▶ _PROBLEM DETAILS_
Reproduce every one of the rows below word for word, changing nothing.

━━━━━ MATERIAL FOR THIS EXERCISE ━━━━━

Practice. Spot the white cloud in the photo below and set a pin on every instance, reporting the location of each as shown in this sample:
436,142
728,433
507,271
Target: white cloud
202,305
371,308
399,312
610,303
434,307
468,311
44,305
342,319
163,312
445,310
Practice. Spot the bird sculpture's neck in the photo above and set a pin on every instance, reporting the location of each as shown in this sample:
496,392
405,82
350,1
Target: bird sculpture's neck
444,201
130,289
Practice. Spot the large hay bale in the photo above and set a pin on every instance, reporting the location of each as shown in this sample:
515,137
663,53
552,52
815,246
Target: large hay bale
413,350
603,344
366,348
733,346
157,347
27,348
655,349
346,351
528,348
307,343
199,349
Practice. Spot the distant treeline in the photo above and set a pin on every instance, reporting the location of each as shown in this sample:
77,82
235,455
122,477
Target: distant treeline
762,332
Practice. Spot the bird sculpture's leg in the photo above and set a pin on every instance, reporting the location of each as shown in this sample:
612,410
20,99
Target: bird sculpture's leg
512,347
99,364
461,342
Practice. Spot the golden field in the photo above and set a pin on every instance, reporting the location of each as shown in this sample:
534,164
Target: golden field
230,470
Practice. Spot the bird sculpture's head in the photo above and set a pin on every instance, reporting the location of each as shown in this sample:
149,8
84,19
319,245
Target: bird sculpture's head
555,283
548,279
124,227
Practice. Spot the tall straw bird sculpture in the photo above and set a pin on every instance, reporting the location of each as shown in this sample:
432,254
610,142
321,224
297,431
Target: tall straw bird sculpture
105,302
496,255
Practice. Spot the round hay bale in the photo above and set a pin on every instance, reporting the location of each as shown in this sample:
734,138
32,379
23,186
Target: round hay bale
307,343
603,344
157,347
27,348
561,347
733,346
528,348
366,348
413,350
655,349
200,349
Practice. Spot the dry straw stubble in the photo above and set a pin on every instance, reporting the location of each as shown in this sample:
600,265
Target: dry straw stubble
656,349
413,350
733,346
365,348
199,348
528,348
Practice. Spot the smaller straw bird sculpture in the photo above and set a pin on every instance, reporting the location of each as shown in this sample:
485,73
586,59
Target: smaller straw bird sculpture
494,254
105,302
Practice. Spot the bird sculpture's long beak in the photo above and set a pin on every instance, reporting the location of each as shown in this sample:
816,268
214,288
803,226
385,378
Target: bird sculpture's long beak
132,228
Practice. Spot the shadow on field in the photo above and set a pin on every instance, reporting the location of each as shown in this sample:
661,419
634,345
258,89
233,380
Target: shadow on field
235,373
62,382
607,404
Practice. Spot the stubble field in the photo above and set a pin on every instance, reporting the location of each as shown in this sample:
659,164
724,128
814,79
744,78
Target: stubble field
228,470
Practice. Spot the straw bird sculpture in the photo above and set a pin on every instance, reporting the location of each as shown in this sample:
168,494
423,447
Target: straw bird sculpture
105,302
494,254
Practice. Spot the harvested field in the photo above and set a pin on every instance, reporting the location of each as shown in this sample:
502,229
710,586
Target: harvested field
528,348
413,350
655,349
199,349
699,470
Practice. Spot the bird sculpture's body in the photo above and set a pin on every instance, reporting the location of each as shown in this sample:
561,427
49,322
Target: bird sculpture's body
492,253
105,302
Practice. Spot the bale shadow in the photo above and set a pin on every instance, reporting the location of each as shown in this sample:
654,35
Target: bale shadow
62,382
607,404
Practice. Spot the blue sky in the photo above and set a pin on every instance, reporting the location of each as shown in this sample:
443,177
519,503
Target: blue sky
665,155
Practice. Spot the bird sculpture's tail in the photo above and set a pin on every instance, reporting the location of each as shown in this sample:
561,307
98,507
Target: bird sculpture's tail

━━━━━

▶ _OUTPUT FOR THIS TASK_
Practice. Spot the white cloud in the photo below and set a pin on every instance, reporting the location of each as shown in this sample:
436,142
728,433
507,271
Target: white cloud
202,305
371,308
399,312
610,303
434,307
468,311
44,305
342,319
163,312
445,310
Practice. Spot the bird sculpture's neck in the photo above and set a pin on every instance, reporting the location of each as shown in this sample:
496,392
405,82
350,1
Target: bird sculpture's neck
444,201
130,289
Practice. Spot the large hay bale in the photo above and set a pin on every instance, reporting the location of each as shown in this sample:
515,137
663,53
552,52
815,246
Target: large hay bale
413,350
603,344
366,348
733,346
157,347
27,348
655,349
346,351
528,348
307,343
199,349
Practice. Spot the distant treeline in the photo above and set a pin on every instance, reporting the location of each as shown in this sample:
77,82
235,455
122,477
Target: distant treeline
762,332
Practice. Spot the bird sculpture's leg in the photo above and set a pin on every instance, reporting the location of each as shown in this sample:
612,410
20,99
Target: bird sculpture's leg
512,347
99,364
461,342
Practice. Spot the golden field in the photo above and set a pin on every instance, reporting the location of each as shown in this sample:
534,164
Target: golden field
230,470
Practice. Spot the bird sculpture's head in the photo above and set a pin on every instance, reporting the location of each as shown in this sample:
149,8
84,19
319,245
Target: bird sculpture's head
555,283
548,279
124,227
Practice. Spot the tall straw bird sculpture in the photo above and set a pin on every instance, reporting the location of each as shown in this sample:
432,254
610,142
321,224
297,431
Target: tall straw bird sculpture
105,302
496,255
Practice. Spot the round hay bale in the photo above and set a pin on every instance, reporting the location of each as shown in this sample:
734,138
32,379
23,186
Target: round hay bale
307,343
603,344
157,347
27,348
561,347
733,346
528,348
366,348
413,350
655,349
200,349
Practice. Spot the dry straw stubble in the photo above and set a pin on every instance, reporting the location of each as shown in this sample:
600,265
Target: dry straw stubble
656,349
413,350
733,346
365,348
199,348
528,348
Practice. Spot the smaller straw bird sculpture in the photo above and set a pin on every instance, reporting the location of each as shown in this sample:
485,73
586,59
Target: smaller straw bird sculpture
494,254
105,302
Practice. Spot the bird sculpture's long beak in the photo above and set a pin on every instance, reporting the location of each as shown in this sample:
816,268
214,288
803,226
385,378
Target: bird sculpture's long beak
132,228
Practice. Spot the shadow on field in the photo above and set a pin on every instance, reporting the location of each as shown in this sample:
661,419
634,345
258,89
233,380
Target: shadow on field
235,373
62,382
607,404
Practice. Spot the stubble field in the photo above and set a pin on every instance, reporting the location of each as shown in this sample:
659,164
724,128
814,79
744,78
Target: stubble field
228,470
Practice. Spot the straw bird sculpture in the photo above and set a pin on every instance, reporting the location of each as shown in this sample:
168,494
423,447
Target: straw bird sculpture
105,302
494,254
Practice. Spot the harvested field in the photo above and set a pin on every instance, reporting the location of each as shown in this sample:
502,229
710,586
Target: harvested field
528,348
413,350
655,349
199,349
699,470
Practice. Spot the bird sculpture's body in the photo above and set a pin on every instance, reporting the location of each as shown in this sample:
561,427
49,322
Target: bird sculpture's body
492,253
105,302
Practice. Spot the bale shadow in the photo above and set a pin on every instance, reporting the location of each as shown in this sample:
654,35
Target: bale shadow
62,382
607,404
Practice. Spot the blue sky in the photo above and set a pin on every instance, reporting the location of each as shown in this sample:
443,177
519,503
Target: blue sky
665,155
Practice. Spot the bird sculpture's tail in the photo above and set a pin on every instance, reporting the location of each as shown in this sample:
561,307
98,507
Target: bird sculpture's tail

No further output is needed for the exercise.